● Exercise objective
Reproduce every entry in the listing without alteration.

● Dataset entries
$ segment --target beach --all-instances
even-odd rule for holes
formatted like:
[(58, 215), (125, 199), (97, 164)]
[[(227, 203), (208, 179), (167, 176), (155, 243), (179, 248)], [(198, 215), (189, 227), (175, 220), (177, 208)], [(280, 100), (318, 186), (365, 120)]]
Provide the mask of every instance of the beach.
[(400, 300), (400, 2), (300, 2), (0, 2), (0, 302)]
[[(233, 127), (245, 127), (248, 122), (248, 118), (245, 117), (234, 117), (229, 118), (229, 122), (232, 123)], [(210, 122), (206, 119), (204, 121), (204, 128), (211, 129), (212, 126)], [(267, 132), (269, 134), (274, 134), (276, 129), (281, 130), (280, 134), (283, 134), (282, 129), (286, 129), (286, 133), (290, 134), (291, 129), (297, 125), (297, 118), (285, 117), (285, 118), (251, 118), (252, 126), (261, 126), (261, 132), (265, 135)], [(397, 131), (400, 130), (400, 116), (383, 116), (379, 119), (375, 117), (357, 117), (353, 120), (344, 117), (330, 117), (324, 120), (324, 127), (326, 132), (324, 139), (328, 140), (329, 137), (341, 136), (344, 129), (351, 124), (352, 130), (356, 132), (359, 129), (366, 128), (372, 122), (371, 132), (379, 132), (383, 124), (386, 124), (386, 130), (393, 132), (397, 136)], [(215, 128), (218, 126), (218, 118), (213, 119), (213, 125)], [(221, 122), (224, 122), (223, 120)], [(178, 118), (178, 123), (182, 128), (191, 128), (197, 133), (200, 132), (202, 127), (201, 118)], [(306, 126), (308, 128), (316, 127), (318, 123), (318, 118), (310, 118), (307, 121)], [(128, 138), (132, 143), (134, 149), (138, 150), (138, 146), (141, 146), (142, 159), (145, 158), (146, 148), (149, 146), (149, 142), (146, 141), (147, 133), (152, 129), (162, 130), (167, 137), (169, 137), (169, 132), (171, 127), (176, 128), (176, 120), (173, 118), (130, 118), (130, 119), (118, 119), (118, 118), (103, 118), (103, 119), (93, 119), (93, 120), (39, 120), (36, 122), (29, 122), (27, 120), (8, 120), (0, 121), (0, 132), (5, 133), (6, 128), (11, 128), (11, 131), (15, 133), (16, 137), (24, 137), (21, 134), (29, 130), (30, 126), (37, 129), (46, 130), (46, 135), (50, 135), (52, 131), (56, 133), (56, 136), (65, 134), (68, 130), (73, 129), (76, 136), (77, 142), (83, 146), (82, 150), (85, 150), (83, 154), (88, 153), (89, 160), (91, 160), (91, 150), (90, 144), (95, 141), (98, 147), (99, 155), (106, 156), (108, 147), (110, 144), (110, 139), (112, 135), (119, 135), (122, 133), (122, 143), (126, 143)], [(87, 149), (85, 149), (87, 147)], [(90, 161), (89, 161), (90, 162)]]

● Written response
$ segment --target beach --all-instances
even-odd rule for holes
formatted like:
[(58, 215), (125, 199), (97, 164)]
[[(227, 203), (208, 179), (167, 176), (155, 243), (179, 248)], [(198, 215), (189, 227), (175, 220), (177, 208)], [(280, 100), (318, 186), (365, 120)]]
Provide the mask of every instance of the beach.
[(400, 300), (400, 2), (300, 2), (0, 2), (0, 302)]
[[(233, 127), (245, 127), (248, 122), (248, 118), (245, 117), (234, 117), (229, 118), (229, 122), (232, 123)], [(210, 122), (206, 119), (204, 121), (204, 128), (211, 129), (212, 126)], [(267, 132), (269, 134), (274, 134), (276, 129), (281, 130), (280, 134), (283, 134), (282, 129), (286, 129), (286, 133), (290, 134), (291, 129), (297, 125), (297, 118), (285, 117), (285, 118), (251, 118), (252, 126), (261, 126), (261, 132), (265, 135)], [(397, 131), (400, 130), (400, 116), (383, 116), (379, 119), (375, 117), (357, 117), (353, 120), (344, 117), (330, 117), (324, 120), (324, 127), (326, 132), (324, 139), (328, 140), (329, 137), (341, 136), (344, 129), (351, 124), (352, 130), (356, 132), (359, 129), (366, 128), (372, 122), (371, 132), (379, 132), (383, 124), (386, 124), (386, 130), (393, 132), (397, 136)], [(215, 128), (218, 126), (218, 118), (213, 119), (213, 125)], [(221, 122), (224, 122), (223, 120)], [(178, 118), (178, 123), (182, 128), (191, 128), (197, 133), (200, 132), (202, 127), (201, 118)], [(306, 126), (308, 128), (316, 127), (318, 123), (318, 118), (310, 118), (307, 121)], [(128, 138), (132, 143), (134, 149), (138, 150), (138, 146), (141, 146), (142, 159), (145, 158), (146, 148), (149, 146), (149, 142), (146, 141), (147, 133), (152, 129), (162, 130), (167, 137), (169, 137), (169, 132), (171, 127), (176, 128), (176, 120), (173, 118), (130, 118), (130, 119), (118, 119), (118, 118), (103, 118), (103, 119), (93, 119), (93, 120), (39, 120), (36, 122), (29, 122), (27, 120), (8, 120), (0, 121), (0, 132), (5, 133), (6, 128), (11, 128), (11, 131), (15, 133), (16, 137), (24, 137), (21, 134), (29, 130), (30, 126), (37, 129), (46, 130), (46, 135), (50, 135), (52, 131), (56, 133), (56, 136), (65, 134), (68, 130), (73, 129), (76, 136), (77, 142), (83, 146), (82, 150), (85, 150), (83, 154), (88, 153), (89, 160), (91, 160), (91, 150), (90, 144), (95, 141), (98, 147), (99, 155), (106, 156), (108, 147), (110, 144), (110, 139), (112, 135), (119, 135), (122, 133), (122, 143), (126, 143)], [(87, 149), (85, 149), (87, 147)], [(90, 161), (89, 161), (90, 162)]]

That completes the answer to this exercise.